# Task description:
The data below should be copied out exactly, with its pictures omitted.
_ _ _ _ _ _ _
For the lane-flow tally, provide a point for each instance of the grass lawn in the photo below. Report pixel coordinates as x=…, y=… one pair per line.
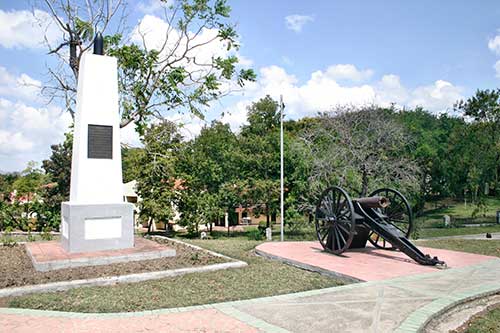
x=441, y=232
x=458, y=211
x=488, y=322
x=261, y=278
x=485, y=323
x=486, y=247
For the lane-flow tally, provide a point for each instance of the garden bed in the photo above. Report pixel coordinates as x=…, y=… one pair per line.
x=17, y=270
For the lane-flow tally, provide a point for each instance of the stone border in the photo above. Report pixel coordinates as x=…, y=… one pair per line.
x=46, y=266
x=129, y=278
x=308, y=267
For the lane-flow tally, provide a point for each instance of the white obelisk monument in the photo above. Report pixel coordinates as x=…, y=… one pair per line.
x=96, y=216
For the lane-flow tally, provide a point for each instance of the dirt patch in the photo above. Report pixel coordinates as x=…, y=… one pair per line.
x=463, y=328
x=459, y=318
x=17, y=270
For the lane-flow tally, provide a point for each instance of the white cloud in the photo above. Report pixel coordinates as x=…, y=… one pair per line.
x=14, y=142
x=151, y=32
x=287, y=61
x=322, y=91
x=153, y=6
x=349, y=72
x=27, y=128
x=297, y=22
x=497, y=68
x=494, y=44
x=439, y=96
x=25, y=29
x=27, y=132
x=23, y=86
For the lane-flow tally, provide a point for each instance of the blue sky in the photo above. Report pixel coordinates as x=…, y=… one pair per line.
x=316, y=53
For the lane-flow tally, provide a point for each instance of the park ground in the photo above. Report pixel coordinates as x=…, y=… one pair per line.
x=260, y=278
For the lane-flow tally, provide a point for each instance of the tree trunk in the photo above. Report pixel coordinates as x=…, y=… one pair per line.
x=364, y=183
x=267, y=216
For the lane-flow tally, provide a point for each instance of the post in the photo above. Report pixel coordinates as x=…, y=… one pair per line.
x=282, y=210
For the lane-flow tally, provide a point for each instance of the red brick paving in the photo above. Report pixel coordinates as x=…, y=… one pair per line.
x=369, y=264
x=209, y=320
x=53, y=251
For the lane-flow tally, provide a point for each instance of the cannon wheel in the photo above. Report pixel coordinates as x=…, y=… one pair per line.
x=398, y=213
x=334, y=220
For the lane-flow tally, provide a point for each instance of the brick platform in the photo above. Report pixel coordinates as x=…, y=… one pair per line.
x=368, y=264
x=48, y=256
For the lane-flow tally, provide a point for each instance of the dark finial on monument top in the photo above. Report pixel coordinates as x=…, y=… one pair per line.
x=99, y=44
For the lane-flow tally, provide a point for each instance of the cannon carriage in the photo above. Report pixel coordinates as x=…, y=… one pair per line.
x=384, y=219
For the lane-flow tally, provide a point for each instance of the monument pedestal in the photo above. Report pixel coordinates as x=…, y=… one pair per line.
x=97, y=227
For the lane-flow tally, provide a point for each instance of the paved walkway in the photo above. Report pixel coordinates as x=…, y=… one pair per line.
x=401, y=304
x=366, y=264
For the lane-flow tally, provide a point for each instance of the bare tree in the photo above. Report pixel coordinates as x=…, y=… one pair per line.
x=78, y=21
x=170, y=72
x=360, y=148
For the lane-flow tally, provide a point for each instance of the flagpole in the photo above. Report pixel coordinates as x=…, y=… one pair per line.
x=282, y=106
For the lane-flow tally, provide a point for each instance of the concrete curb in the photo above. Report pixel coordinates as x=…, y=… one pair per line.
x=307, y=267
x=129, y=278
x=418, y=320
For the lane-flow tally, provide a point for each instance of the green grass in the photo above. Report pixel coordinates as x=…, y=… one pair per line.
x=487, y=323
x=486, y=247
x=458, y=211
x=490, y=321
x=442, y=232
x=261, y=278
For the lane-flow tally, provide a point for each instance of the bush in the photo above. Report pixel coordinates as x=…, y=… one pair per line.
x=262, y=228
x=255, y=234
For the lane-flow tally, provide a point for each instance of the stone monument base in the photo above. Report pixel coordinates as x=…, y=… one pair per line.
x=97, y=227
x=47, y=256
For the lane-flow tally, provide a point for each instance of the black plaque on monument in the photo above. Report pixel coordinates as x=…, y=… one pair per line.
x=100, y=142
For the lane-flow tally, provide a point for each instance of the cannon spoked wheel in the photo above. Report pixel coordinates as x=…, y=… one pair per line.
x=334, y=220
x=398, y=213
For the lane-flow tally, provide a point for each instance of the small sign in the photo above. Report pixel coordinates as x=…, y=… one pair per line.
x=100, y=142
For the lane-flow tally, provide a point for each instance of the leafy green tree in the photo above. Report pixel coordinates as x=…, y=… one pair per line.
x=484, y=109
x=157, y=175
x=260, y=151
x=130, y=163
x=154, y=80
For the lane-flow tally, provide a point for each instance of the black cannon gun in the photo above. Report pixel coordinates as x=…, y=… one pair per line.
x=384, y=218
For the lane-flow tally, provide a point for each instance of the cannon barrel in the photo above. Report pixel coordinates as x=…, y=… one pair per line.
x=373, y=202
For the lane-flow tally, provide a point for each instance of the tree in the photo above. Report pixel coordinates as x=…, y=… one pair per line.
x=360, y=148
x=484, y=109
x=130, y=163
x=78, y=21
x=157, y=78
x=58, y=168
x=157, y=179
x=23, y=209
x=209, y=165
x=260, y=164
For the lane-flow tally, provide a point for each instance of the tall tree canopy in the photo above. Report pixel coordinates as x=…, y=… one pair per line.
x=192, y=64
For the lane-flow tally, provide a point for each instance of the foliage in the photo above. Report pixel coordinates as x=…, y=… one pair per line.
x=156, y=79
x=7, y=239
x=484, y=109
x=255, y=234
x=156, y=178
x=360, y=149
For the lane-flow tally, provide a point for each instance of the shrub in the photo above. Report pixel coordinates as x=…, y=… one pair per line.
x=255, y=234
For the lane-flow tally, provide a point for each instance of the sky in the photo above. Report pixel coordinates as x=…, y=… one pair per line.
x=317, y=54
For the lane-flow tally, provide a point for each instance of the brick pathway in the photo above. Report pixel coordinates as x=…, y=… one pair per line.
x=367, y=264
x=402, y=304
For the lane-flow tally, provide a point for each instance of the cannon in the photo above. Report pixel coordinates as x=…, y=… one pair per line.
x=384, y=219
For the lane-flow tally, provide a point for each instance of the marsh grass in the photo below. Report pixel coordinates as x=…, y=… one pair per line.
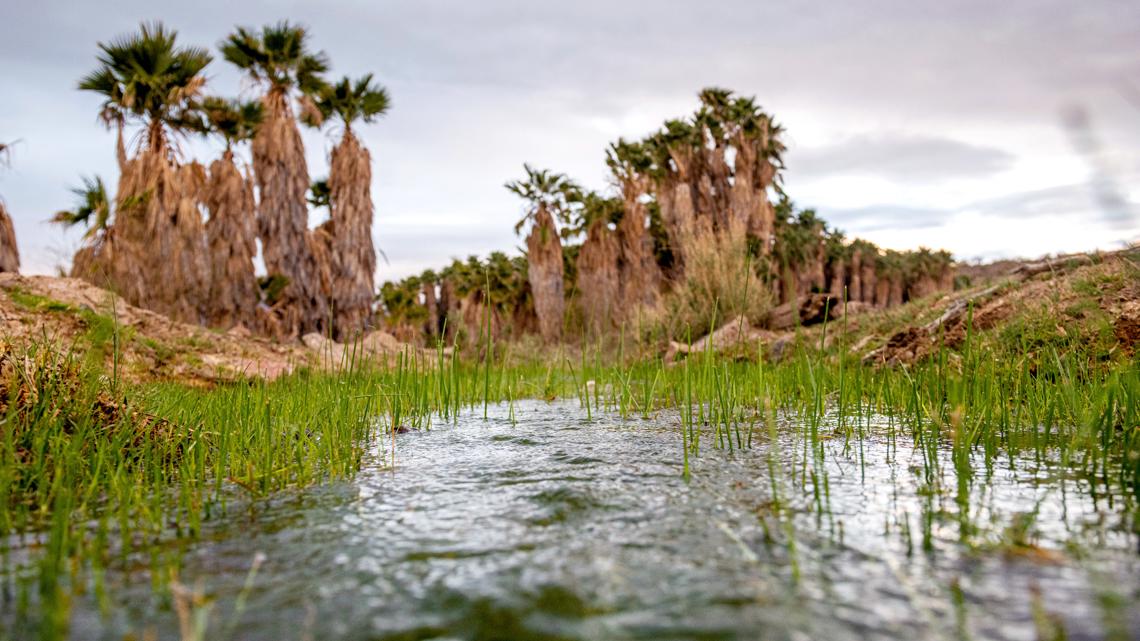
_ _ _ _ _ _ _
# Finished exercise:
For the lane-flow tally, provide a point for each instance of the grass lawn in the photo below. Report pixel coordinates as x=…, y=… one pair per line.
x=441, y=232
x=458, y=211
x=488, y=322
x=261, y=278
x=485, y=323
x=486, y=247
For the lane-flow tally, provide a point for each instance of the garden bed in the photo above. Report pixel coordinates as x=…, y=… one pair per line.
x=17, y=270
For the lane-flow tally, provide a point for each instance of the stone border in the photo above. Report pixel coordinates as x=…, y=… one pair per line.
x=46, y=266
x=129, y=278
x=308, y=267
For the lane-flow tally, provide a point for each instance of the white obelisk monument in the photo above. Report pixel coordinates as x=…, y=… one pair per line.
x=96, y=216
For the lane-flow tally, provide a point for each instance of the dirt patch in the photo above. Report pixel coordinates as x=…, y=… one pair per line.
x=463, y=328
x=459, y=318
x=17, y=270
For the lane-flow tally, provide a point for each instance of the white cloud in the photo above. Report pixel coordinates as x=…, y=… one pair per line.
x=14, y=142
x=151, y=32
x=287, y=61
x=322, y=91
x=153, y=6
x=349, y=72
x=27, y=128
x=297, y=22
x=497, y=68
x=494, y=44
x=439, y=96
x=25, y=29
x=27, y=132
x=23, y=86
For the lane-flow tally, provide a point for each instance of the blue sky in the photo above. Report pixel coordinates as x=…, y=… one pair per line.
x=316, y=53
For the lane-flow tally, provide a point for each instance of the park ground in the photo above. Report pixel coordinates as x=…, y=… one pair per line.
x=260, y=278
For the lane-flow tally, provide a point for each instance of the tree trunk in the photo above. Report pixel coordinates as x=…, y=… one pair per line.
x=364, y=183
x=267, y=216
For the lane-flow tally, provide a point for each instance of the post in the photo above. Report pixel coordinates as x=…, y=… one pair per line.
x=282, y=210
For the lane-flow tally, provide a point for each instance of the red brick paving in the photo above. Report pixel coordinates as x=…, y=… one pair per line.
x=369, y=264
x=209, y=320
x=53, y=251
For the lane-flow tally, provide a point for each instance of the cannon wheel in the photo above. Report pixel coordinates as x=…, y=… one pair per line.
x=398, y=213
x=334, y=220
For the lane-flow tally, provide a point for each instance of the brick platform in the photo above. Report pixel coordinates as x=…, y=… one pair per line.
x=368, y=264
x=48, y=256
For the lane-flow tally, provide a point for each instance of the dark finial on monument top in the photo above. Report pixel coordinates as x=…, y=… one pair per line.
x=99, y=44
For the lane-flow tally, provide a point for each instance of the cannon carriage in the photo above. Report pixel coordinates as x=…, y=… one pair per line.
x=384, y=219
For the lane-flow tally, provide a point for each instance of the monument pedestal in the photo above. Report pixel coordinates as x=…, y=… one pair per line.
x=97, y=227
For the lane-flow tally, provide a point for each instance of the paved walkway in the photo above. Report pixel coordinates as x=…, y=… one pair per line.
x=401, y=304
x=366, y=264
For the lane-flow tally, provide a point for each instance of the bare tree in the photo above. Report pixel coordinates as x=…, y=… one pair per line.
x=78, y=21
x=170, y=72
x=360, y=148
For the lane-flow tally, provide a point for each instance of the flagpole in the photo above. Report pixel coordinates as x=…, y=… one pair per line.
x=282, y=106
For the lane-flow tally, provide a point for each instance of the concrete curb in the photo above. Report pixel coordinates as x=…, y=… one pair per line.
x=307, y=267
x=129, y=278
x=418, y=320
For the lane-flow tally, provide a point for each instance of the green grass in the photo above. Report pixel coordinates as x=…, y=… one pair per line.
x=487, y=323
x=486, y=247
x=458, y=211
x=490, y=321
x=442, y=232
x=261, y=278
For the lane-flow tally, provide a point for each instance of the bush in the photo above. Report pixel coordinates as x=…, y=… one pair per line.
x=262, y=228
x=255, y=234
For the lane-flow tally, provide a point for each instance of the stone monument base in the photo above. Report pixel coordinates as x=…, y=… one pair per line.
x=97, y=227
x=47, y=256
For the lane-flow tally, provide a point for each instance of the black plaque on monument in the photo above. Report pixel coordinates as x=…, y=… one pair per line.
x=100, y=142
For the lane-flow tally, provide a point for each instance of the cannon spoked wheel in the photo above. Report pixel coordinates as x=…, y=… one pair per line.
x=334, y=220
x=398, y=213
For the lane-flow tally, provide a point for each instance of the small sign in the photo above. Report pixel coordinates as x=…, y=… one pair per line.
x=100, y=142
For the lane-flow tally, provide a point for each instance of the leafy green tree in the photo above. Report pixel coordinates as x=…, y=… one pair per line.
x=484, y=109
x=157, y=175
x=260, y=151
x=130, y=163
x=154, y=80
For the lane-flow tally, provide a point for each instance of the black cannon gun in the photo above. Report pixel coordinates as x=…, y=… one pair per line.
x=384, y=218
For the lane-flow tally, provide a point for each instance of the cannon barrel in the photo above. Report pixel coordinates as x=…, y=… one pair per line.
x=373, y=202
For the lane-flow tally, provide a point for each instance of the tree in the photo above. Report pixel coordinates as x=…, y=… one pair per line.
x=360, y=148
x=484, y=109
x=130, y=163
x=78, y=21
x=157, y=78
x=58, y=168
x=157, y=179
x=23, y=209
x=209, y=165
x=260, y=164
For the lane-flow tally, provide a point for each instance of the tall tree canopy in the photo above. Report pixel coordinates as x=…, y=… one pair per line.
x=192, y=64
For the lane-flow tally, provide a point for each instance of the foliage in the photo above. Report pixel coordinates as x=…, y=… one pair per line.
x=156, y=79
x=7, y=239
x=484, y=109
x=255, y=234
x=156, y=178
x=360, y=149
For the lane-flow tally, provide a point for each instance of the shrub in the photo above. Report pixel coordinates as x=…, y=… one pair per line.
x=255, y=234
For the lane-flow tally, provide a point for each instance of the sky in the photo above. Report pixel coordinates as x=…, y=… one pair per line.
x=317, y=54
For the lane-flow tally, provide a point for each instance of the brick pathway in the photo above. Report pixel coordinates as x=…, y=… one pair per line.
x=367, y=264
x=402, y=304
For the lane-flow tally, provide a point for each instance of the cannon in the photo above. Report pixel coordinates as x=…, y=… one pair per line.
x=384, y=219
For the lane-flow tally, provide a point for each instance of the marsh grass in the photo below. Report pixel coordinates as x=…, y=… one pair per line.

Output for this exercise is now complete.